— Begin Provided text —

I don't think this was unexpected, for one. Good Engineers would have been able to know that breaking timecode could be a problem for 30SKIP in the future. And since the "feature" is not supported, it is difficult to characterize this a something that thwarts the normal authorized use of the OS, because it doesn't; it only thwarts an unauthorized feature.

Tomato, tomah-to.


----------



## markrogo (Sep 18, 2007)

Jaspear said:


> So, when will folks on this thread stop calling this a "bug" and start calling it what it increasingly appears to be, a feature. Every time you watch one of these spots, it _is_ a feature for DirecTV. If I were in charge of DirecTV's local ad sales initiative, I wouldn't be in any hurry to get this "bug" fixed.


Except it's a bug.

It was identified as a bug months ago by Stuart. It was fixed in a build some time ago. It has cropped up again.

It generates an awful user experience.

It's a bug.


----------



## brianp6621 (Jun 13, 2007)

So no update on this? It has been many months/releases since it showed back up and no fix yet...


----------



## Stuart Sweet (Jun 19, 2006)

Actually it has been fixed for most people for quite some time. It is an unsupported feature so there is no guarantee it will work for you.


----------



## Bill Broderick (Aug 25, 2006)

Stuart Sweet said:


> Actually it has been fixed for most people for quite some time.


Not for me. I've been noticing this problem a lot lately.


----------



## veryoldschool (Dec 10, 2006)

Bill Broderick said:


> Not for me. I've been noticing this problem a lot lately.


It must have something to do with the channels you're watching, verses the ones I am, since it's been long enough that I can't remember the last time it didn't work.
I did have them, but not on all channels.


----------



## bpratt (Nov 24, 2005)

Stuart Sweet said:


> Actually it has been fixed for most people for quite some time. It is an unsupported feature so there is no guarantee it will work for you.


It was fixed a few NRs ago, but then it returned. Mostly I get failure to skip 30 seconds on DirecTV adds.


----------



## TomCat (Aug 31, 2002)

bpratt said:


> It was fixed a few NRs ago, but then it returned. Mostly I get failure to skip 30 seconds on DirecTV adds.


Possibly. But my best guess would be that they just minimized the number of inserts they were doing after some backlash. And of course they probably have more real spots to insert now that are paid for, so they may have become a little bolder of late. If most of them are DTV promos, that indicates unsold spots that they still want to capitalize on by promoting their own stuff in those slots. At our expense, of course.

I put these inserts into the same bag as the annoying banner ads in the program grid; both are attempts to squeeze the last nickel out of us until the buffalo farts, and both cause problems; the inserts prevent 30SKIP from working properly, and the banner ads seem to make the guide evermore sluggish, at least part of the time.

I don't think it was ever really "fixed", because this is not something you can fix in the OS software without completely revisiting how 30SKIP works and making a wholesale change there. Honestly, I can't even imagine what an algorithm could even be that could accomplish that other than the one they are using, and that one is susceptible to the non-contiguous timecode of pre-recorded inserts.

It is possible that they could add TC regenerators and insert the clips in during broadcast, but I think they want to insert them on site (inside your DVR) which means a TC regeneration won't work. If they only did inserts live at broadcast they could fix the problem, but that is more clumsy; doing it in your DVR means they can regionalize it and target their demos more surgically.

— End Provided text —
— Begin Extracted material —

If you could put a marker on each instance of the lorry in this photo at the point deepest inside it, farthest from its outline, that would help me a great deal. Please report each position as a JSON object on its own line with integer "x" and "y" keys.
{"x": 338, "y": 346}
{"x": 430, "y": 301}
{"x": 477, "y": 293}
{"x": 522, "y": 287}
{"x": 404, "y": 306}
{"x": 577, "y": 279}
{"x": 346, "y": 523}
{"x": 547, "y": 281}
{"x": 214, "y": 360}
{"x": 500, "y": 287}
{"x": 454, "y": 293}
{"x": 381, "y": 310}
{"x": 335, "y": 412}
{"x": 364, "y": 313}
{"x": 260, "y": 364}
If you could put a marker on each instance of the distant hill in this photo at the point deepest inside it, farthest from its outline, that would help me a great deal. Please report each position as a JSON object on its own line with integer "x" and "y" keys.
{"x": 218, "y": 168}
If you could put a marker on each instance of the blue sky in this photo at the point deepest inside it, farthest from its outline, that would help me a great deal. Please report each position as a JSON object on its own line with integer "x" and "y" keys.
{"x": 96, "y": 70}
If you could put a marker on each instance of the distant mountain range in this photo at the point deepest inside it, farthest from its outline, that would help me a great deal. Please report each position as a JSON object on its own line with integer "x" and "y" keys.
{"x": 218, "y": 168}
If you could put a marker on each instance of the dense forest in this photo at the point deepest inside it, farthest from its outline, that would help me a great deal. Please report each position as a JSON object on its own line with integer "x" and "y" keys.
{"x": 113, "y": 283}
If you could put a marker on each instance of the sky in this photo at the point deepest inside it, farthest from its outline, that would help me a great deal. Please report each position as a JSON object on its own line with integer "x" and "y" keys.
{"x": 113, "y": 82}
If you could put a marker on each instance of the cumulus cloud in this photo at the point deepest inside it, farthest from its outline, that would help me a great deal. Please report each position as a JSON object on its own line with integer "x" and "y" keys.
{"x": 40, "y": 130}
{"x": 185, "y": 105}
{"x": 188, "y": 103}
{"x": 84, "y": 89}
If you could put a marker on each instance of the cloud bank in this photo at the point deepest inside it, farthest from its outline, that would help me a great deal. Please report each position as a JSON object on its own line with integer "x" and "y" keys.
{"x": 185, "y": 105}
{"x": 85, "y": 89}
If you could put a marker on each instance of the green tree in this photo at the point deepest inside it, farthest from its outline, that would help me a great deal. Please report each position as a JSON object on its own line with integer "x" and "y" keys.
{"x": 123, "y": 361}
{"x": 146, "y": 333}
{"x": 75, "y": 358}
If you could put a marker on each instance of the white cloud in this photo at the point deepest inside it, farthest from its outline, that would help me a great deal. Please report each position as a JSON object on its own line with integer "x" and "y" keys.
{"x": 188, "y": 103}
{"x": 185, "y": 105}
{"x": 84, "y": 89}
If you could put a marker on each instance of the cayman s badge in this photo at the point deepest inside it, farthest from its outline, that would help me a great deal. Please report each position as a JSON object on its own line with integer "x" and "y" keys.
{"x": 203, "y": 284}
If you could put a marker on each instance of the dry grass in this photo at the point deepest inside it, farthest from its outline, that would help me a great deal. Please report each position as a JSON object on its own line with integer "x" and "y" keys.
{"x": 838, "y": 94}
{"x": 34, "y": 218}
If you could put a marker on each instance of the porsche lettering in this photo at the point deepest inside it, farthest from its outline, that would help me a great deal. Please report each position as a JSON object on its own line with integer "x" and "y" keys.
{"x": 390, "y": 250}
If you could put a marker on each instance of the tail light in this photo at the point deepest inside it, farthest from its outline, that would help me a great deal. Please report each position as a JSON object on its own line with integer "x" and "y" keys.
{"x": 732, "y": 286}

— End Extracted material —

◆ Actions to take:
- A) Transcribe the passage of the forum thread above between "It must have" and "(Nov 24, 2005)", inclusive.
- B) In the forum thread above, who identified the problem as a bug months earlier?

◆ Expected answers:
- A)
It must have something to do with the channels you're watching, verses the ones I am, since it's been long enough that I can't remember the last time it didn't work.
I did have them, but not on all channels.


----------



## bpratt (Nov 24, 2005)

- B) Stuart